Task: Lay out every line of the records below as a numbered list, leaving out any blank lines.

## Start Record list

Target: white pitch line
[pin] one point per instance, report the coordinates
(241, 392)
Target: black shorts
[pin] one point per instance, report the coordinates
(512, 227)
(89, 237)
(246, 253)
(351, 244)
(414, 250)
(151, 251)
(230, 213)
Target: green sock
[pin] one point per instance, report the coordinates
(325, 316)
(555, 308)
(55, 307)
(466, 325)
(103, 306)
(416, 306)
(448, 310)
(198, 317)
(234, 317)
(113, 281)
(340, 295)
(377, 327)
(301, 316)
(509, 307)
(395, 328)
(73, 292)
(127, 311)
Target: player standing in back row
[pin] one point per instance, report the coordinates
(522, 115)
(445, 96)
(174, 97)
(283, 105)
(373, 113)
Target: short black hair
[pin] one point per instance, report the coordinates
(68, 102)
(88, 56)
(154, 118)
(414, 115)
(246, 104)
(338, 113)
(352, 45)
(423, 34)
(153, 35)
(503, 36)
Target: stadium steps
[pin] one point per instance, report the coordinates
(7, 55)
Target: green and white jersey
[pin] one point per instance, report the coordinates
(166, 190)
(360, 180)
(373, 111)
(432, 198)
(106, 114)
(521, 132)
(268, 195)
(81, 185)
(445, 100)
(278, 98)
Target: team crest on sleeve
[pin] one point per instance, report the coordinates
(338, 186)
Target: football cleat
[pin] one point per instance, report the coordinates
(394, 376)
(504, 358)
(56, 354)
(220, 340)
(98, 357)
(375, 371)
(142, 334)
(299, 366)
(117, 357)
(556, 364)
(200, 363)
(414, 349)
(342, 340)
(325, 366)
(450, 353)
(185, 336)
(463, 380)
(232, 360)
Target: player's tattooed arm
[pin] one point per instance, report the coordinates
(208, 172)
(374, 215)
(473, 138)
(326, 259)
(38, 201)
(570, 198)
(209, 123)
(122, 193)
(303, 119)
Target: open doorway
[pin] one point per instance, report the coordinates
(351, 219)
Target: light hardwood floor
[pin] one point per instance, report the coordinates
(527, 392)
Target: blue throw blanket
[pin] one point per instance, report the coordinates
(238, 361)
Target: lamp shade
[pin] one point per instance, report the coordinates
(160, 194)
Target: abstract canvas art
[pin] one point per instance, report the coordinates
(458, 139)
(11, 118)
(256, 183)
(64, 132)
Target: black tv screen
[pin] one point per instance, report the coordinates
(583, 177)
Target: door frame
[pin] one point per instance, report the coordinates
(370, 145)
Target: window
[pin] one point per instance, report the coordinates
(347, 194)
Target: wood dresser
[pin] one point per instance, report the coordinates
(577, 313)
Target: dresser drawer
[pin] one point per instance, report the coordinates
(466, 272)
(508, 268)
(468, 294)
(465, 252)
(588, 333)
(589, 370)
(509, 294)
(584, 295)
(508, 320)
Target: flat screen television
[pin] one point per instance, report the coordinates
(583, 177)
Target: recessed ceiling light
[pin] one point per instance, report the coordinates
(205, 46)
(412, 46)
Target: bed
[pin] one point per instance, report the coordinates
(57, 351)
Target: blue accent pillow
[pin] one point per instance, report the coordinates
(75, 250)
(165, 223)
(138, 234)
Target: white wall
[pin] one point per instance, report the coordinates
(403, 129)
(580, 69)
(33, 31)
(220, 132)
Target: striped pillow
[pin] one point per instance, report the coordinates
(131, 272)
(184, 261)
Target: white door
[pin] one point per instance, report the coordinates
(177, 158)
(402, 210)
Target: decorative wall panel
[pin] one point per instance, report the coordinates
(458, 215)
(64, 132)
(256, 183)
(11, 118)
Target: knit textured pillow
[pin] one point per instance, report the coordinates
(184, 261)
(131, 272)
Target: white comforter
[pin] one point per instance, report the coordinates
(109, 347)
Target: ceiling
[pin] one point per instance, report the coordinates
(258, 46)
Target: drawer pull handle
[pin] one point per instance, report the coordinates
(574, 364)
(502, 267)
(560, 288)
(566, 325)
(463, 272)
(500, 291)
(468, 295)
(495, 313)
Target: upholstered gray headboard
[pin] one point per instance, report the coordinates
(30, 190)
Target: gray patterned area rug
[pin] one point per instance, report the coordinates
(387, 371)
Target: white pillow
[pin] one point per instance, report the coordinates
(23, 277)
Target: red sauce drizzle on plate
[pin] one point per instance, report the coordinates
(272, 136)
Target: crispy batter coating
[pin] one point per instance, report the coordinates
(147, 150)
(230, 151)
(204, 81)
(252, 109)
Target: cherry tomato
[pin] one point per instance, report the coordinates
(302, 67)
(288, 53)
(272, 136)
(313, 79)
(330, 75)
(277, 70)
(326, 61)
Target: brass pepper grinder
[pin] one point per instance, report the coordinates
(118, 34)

## End Record list

Solution below:
1. Target: white pitch line
2. [pin] one point per instance, report the coordinates
3. (241, 392)
4. Target: black shorts
5. [pin] one point per instance, report the coordinates
6. (512, 227)
7. (89, 237)
8. (246, 253)
9. (351, 244)
10. (414, 250)
11. (151, 251)
12. (230, 213)
13. Target: green sock
14. [pin] one point per instance, report the coordinates
15. (325, 316)
16. (555, 308)
17. (55, 307)
18. (466, 325)
19. (103, 306)
20. (416, 306)
21. (448, 310)
22. (198, 317)
23. (234, 317)
24. (113, 281)
25. (340, 295)
26. (377, 327)
27. (301, 316)
28. (509, 307)
29. (395, 328)
30. (73, 292)
31. (127, 311)
32. Target: player standing in back row
33. [pin] one point per instance, report the coordinates
34. (522, 115)
35. (445, 96)
36. (174, 97)
37. (283, 105)
38. (373, 113)
39. Target: short black hair
40. [pin] one point per instance, report the coordinates
41. (68, 102)
42. (88, 56)
43. (154, 118)
44. (414, 115)
45. (246, 104)
46. (338, 113)
47. (352, 45)
48. (423, 34)
49. (153, 35)
50. (503, 36)
51. Target: stadium steps
52. [pin] one point per instance, report the coordinates
53. (7, 55)
54. Target: green and white jersey
55. [pin] one point per instance, report the coordinates
56. (166, 190)
57. (360, 180)
58. (373, 111)
59. (432, 198)
60. (106, 114)
61. (521, 132)
62. (268, 195)
63. (81, 185)
64. (445, 100)
65. (278, 98)
66. Target: team crest on sleeve
67. [pin] one point per instance, report the coordinates
68. (338, 186)
69. Target: football cleat
70. [pin] one point per instance, report the coordinates
71. (394, 376)
72. (504, 358)
73. (56, 354)
74. (220, 340)
75. (98, 357)
76. (375, 371)
77. (142, 334)
78. (299, 366)
79. (117, 357)
80. (556, 364)
81. (200, 363)
82. (414, 349)
83. (342, 340)
84. (325, 366)
85. (450, 353)
86. (185, 336)
87. (463, 380)
88. (232, 360)
89. Target: player's tattooed arm
90. [pin] one point per instance, report the coordinates
91. (208, 172)
92. (374, 215)
93. (473, 138)
94. (326, 259)
95. (38, 201)
96. (570, 198)
97. (209, 123)
98. (122, 193)
99. (303, 119)
100. Target: open doorway
101. [pin] one point per instance, report the coordinates
102. (351, 219)
103. Target: light hardwood floor
104. [pin] one point per instance, report the coordinates
105. (527, 392)
106. Target: blue throw blanket
107. [pin] one point per instance, report the coordinates
108. (238, 361)
109. Target: lamp shade
110. [pin] one point per instance, report the coordinates
111. (160, 194)
112. Target: abstract canvas art
113. [pin] one point per instance, report the coordinates
114. (458, 139)
115. (11, 118)
116. (256, 183)
117. (64, 132)
118. Target: black tv screen
119. [pin] one point per instance, report the coordinates
120. (583, 177)
121. Target: door frame
122. [pin] one point per instance, report the coordinates
123. (370, 145)
124. Target: window
125. [pin] one point per instance, report the coordinates
126. (347, 194)
127. Target: wood dresser
128. [pin] one point per instance, report the coordinates
129. (577, 313)
130. Target: dresser drawer
131. [pin] one point per instance, report the coordinates
132. (466, 272)
133. (508, 268)
134. (468, 294)
135. (465, 252)
136. (588, 333)
137. (589, 370)
138. (509, 294)
139. (584, 295)
140. (508, 320)
141. Target: flat screen television
142. [pin] one point per instance, report the coordinates
143. (583, 177)
144. Target: recessed ceiling light
145. [pin] one point per instance, report the coordinates
146. (205, 46)
147. (412, 46)
148. Target: bed
149. [pin] one point per instance, report the coordinates
150. (57, 351)
151. Target: blue accent pillow
152. [pin] one point per instance, report the coordinates
153. (75, 250)
154. (165, 223)
155. (138, 234)
156. Target: white wall
157. [pin] one point per instance, report the coordinates
158. (403, 129)
159. (580, 69)
160. (33, 31)
161. (220, 132)
162. Target: striped pillow
163. [pin] one point per instance, report the coordinates
164. (131, 272)
165. (184, 261)
166. Target: white door
167. [pin] one point per instance, report the coordinates
168. (177, 158)
169. (402, 210)
170. Target: decorative wall panel
171. [pin] one point per instance, report the coordinates
172. (458, 215)
173. (64, 132)
174. (256, 183)
175. (11, 118)
176. Target: knit textured pillow
177. [pin] one point per instance, report the coordinates
178. (184, 261)
179. (131, 272)
180. Target: white comforter
181. [pin] one point per instance, report the coordinates
182. (109, 347)
183. Target: ceiling
184. [pin] one point per instance, report the coordinates
185. (258, 46)
186. Target: drawer pull handle
187. [pin] one point per instance, report the coordinates
188. (574, 364)
189. (502, 267)
190. (560, 288)
191. (566, 325)
192. (463, 272)
193. (500, 291)
194. (468, 295)
195. (495, 313)
196. Target: upholstered gray headboard
197. [pin] one point per instance, report the coordinates
198. (30, 190)
199. Target: gray patterned area rug
200. [pin] one point per instance, report the coordinates
201. (387, 371)
202. Target: white pillow
203. [pin] one point per instance, report the coordinates
204. (23, 277)
205. Target: red sauce drizzle on plate
206. [pin] one point per instance, report the coordinates
207. (272, 136)
208. Target: crispy batter coating
209. [pin] one point per instance, report the coordinates
210. (147, 150)
211. (230, 151)
212. (204, 81)
213. (252, 109)
214. Target: cherry tomato
215. [pin] one point per instance, report the coordinates
216. (302, 67)
217. (288, 53)
218. (272, 136)
219. (313, 79)
220. (330, 75)
221. (277, 70)
222. (326, 61)
223. Target: brass pepper grinder
224. [pin] one point per instance, report the coordinates
225. (118, 34)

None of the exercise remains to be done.